Tarefa A
Segundo o excerto sobre desarmamento, ter uma arma em casa torna quantas vezes mais provável que a violência do parceiro íntimo sobre a mulher se torne fatal?
Tarefa B
Por favor, reproduza do excerto sobre desarmamento o trecho que começa em "A ausência de" e termina em "desigualdade de género.".

Ainda assim, duas décadas depois da primeira resolução do Conselho de Segurança neste âmbito, as desigualdades fundamentais de género continuam a constituir uma realidade quotidiana.

A ausência de um controlo eficaz do desarmamento constitui um obstáculo ao alcance da paz e da justiça para as mulheres. A proliferação de armas ligeiras potencia a violência sexual de género, dentro e fora do conflito armado. As corridas ao armamento entre países e os gastos com despesas militares monopolizam uma parcela crescente dos fundos públicos que, de outro modo, poderiam ser canalizados para melhorar as perspectivas sociais e económicas de mulheres e de homens. As armas - dos revólveres às bombas nucleares - perpetuam as normas, as profundas raízes e as relações de poder que promovem a desigualdade de género.

Abordar essas questões é uma prioridade do secretário-geral das Nações Unidas, espelhada na sua declaração de que “o desarmamento previne e põe fim à violência. O desarmamento promove o desenvolvimento sustentável. O desarmamento é fiel aos nossos valores e princípios”.

Acreditamos que os governos e as organizações podem concentrar esforços na luta contra o flagelo da violência de género e remediar as desigualdades de género, cuja origem está nos mecanismos de violência. De seguida, apresentamos quatro caminhos que podem levar ao contributo igualitário de homens e mulheres para a prevenção e resolução de conflitos, para a construção da paz e da segurança.

Primeiro, todos os Estados devem adoptar políticas de desarmamento e de controlo de armas que tenham em consideração o modo como estas afectam de forma diferente homens e mulheres. A título de exemplo, os homens civis detêm a maior parte das mil milhões de armas de fogo que se estima estarem em circulação a nível mundial, sendo que ter uma arma em casa faz com que a violência do parceiro íntimo sobre a mulher tenha cinco vezes mais probabilidade de se tornar fatal.

Em segundo lugar, as mulheres devem participar de forma plena nos campos profissionais da prevenção de conflitos, das negociações de paz, da consolidação da paz, do desarmamento e do controlo de armas. Como mulheres que dedicaram as suas carreiras a essas esferas, sabemos muito bem o que é ser a única mulher numa sala cheia de decisores. Infelizmente, a situação nas Nações Unidas não é particularmente encorajadora. Quando, no ano passado, os diplomatas se reuniram na sessão da comissão da Assembleia Geral sobre o desarmamento e segurança internacional, três em cada quatro declarações foram feitas por homens. Dentro e fora das Nações Unidas, os países devem fazer tudo ao seu alcance para garantir que as mulheres, os jovens e outros grupos sub-representados se possam fazer ouvir.

Lista de registos
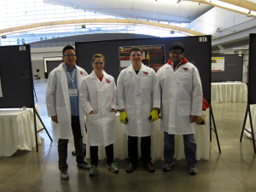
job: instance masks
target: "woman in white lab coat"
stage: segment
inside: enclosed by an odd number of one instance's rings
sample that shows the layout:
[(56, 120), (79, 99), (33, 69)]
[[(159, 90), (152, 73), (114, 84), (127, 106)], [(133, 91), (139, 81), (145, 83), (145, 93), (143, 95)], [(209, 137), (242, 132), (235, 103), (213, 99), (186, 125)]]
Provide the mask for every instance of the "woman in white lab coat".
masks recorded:
[(113, 163), (115, 142), (114, 115), (117, 108), (114, 79), (105, 73), (105, 58), (101, 54), (92, 57), (93, 71), (83, 79), (80, 104), (86, 113), (88, 141), (90, 145), (90, 170), (89, 176), (97, 173), (98, 146), (105, 146), (107, 167), (113, 173), (119, 172)]

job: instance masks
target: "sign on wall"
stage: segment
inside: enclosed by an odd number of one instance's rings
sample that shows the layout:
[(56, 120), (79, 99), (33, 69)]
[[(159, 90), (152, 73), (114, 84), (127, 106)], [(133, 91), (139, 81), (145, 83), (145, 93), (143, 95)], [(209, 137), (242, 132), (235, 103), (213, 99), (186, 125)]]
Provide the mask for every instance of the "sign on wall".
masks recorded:
[(224, 57), (212, 57), (212, 72), (224, 72)]

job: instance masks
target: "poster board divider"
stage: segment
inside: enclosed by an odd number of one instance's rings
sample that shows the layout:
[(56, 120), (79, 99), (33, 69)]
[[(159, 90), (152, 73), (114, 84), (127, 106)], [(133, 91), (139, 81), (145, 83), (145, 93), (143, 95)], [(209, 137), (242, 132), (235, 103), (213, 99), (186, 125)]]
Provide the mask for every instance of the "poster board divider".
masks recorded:
[[(251, 108), (250, 105), (255, 104), (255, 101), (253, 101), (253, 87), (252, 87), (252, 83), (253, 82), (253, 61), (254, 61), (254, 58), (253, 58), (253, 50), (255, 49), (255, 38), (256, 38), (256, 34), (255, 33), (250, 33), (249, 34), (249, 62), (248, 62), (248, 76), (247, 76), (247, 110), (246, 110), (246, 113), (245, 113), (245, 117), (244, 117), (244, 120), (243, 120), (243, 125), (242, 125), (242, 128), (241, 128), (241, 137), (240, 137), (240, 142), (241, 142), (242, 140), (242, 136), (243, 136), (243, 132), (247, 131), (248, 133), (250, 133), (252, 135), (253, 137), (253, 151), (254, 154), (256, 154), (256, 148), (255, 148), (255, 137), (254, 137), (254, 131), (253, 131), (253, 120), (252, 120), (252, 113), (251, 113)], [(254, 41), (254, 42), (253, 42)], [(252, 66), (251, 66), (252, 64)], [(252, 77), (251, 77), (252, 75)], [(246, 125), (246, 121), (247, 119), (247, 113), (249, 113), (249, 120), (250, 120), (250, 126), (251, 126), (251, 131), (247, 130), (245, 128), (245, 125)]]
[[(215, 125), (215, 120), (214, 120), (214, 116), (213, 116), (213, 112), (212, 112), (212, 107), (210, 107), (209, 109), (210, 109), (209, 110), (209, 113), (210, 113), (210, 142), (212, 142), (212, 131), (215, 133), (217, 144), (218, 144), (218, 152), (221, 153), (217, 128), (216, 128), (216, 125)], [(212, 126), (212, 120), (213, 127)]]

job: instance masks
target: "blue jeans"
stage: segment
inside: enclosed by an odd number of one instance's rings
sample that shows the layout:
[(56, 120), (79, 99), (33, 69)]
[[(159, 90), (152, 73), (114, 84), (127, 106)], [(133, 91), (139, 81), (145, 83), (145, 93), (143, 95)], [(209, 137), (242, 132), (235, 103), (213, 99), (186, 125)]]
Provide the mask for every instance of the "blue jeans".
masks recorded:
[[(175, 153), (174, 136), (164, 131), (164, 158), (166, 163), (173, 162), (173, 155)], [(183, 135), (185, 157), (189, 166), (196, 166), (196, 143), (194, 134)]]
[[(74, 147), (77, 154), (76, 161), (78, 164), (82, 164), (84, 161), (84, 156), (83, 151), (83, 136), (81, 134), (79, 116), (72, 116), (71, 127), (73, 135)], [(59, 170), (61, 172), (67, 171), (68, 168), (67, 163), (67, 143), (68, 139), (60, 138), (58, 141)]]

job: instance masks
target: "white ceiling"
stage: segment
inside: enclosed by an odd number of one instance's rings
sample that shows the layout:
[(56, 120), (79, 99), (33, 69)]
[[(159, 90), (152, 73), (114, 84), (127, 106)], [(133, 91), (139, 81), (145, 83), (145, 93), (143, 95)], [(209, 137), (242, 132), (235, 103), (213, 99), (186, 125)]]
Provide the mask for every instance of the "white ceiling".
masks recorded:
[(74, 7), (125, 18), (189, 23), (212, 6), (178, 0), (44, 0), (46, 3)]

A sua resposta A
Cinco vezes mais.

A sua resposta B
A ausência de um controlo eficaz do desarmamento constitui um obstáculo ao alcance da paz e da justiça para as mulheres. A proliferação de armas ligeiras potencia a violência sexual de género, dentro e fora do conflito armado. As corridas ao armamento entre países e os gastos com despesas militares monopolizam uma parcela crescente dos fundos públicos que, de outro modo, poderiam ser canalizados para melhorar as perspectivas sociais e económicas de mulheres e de homens. As armas - dos revólveres às bombas nucleares - perpetuam as normas, as profundas raízes e as relações de poder que promovem a desigualdade de género.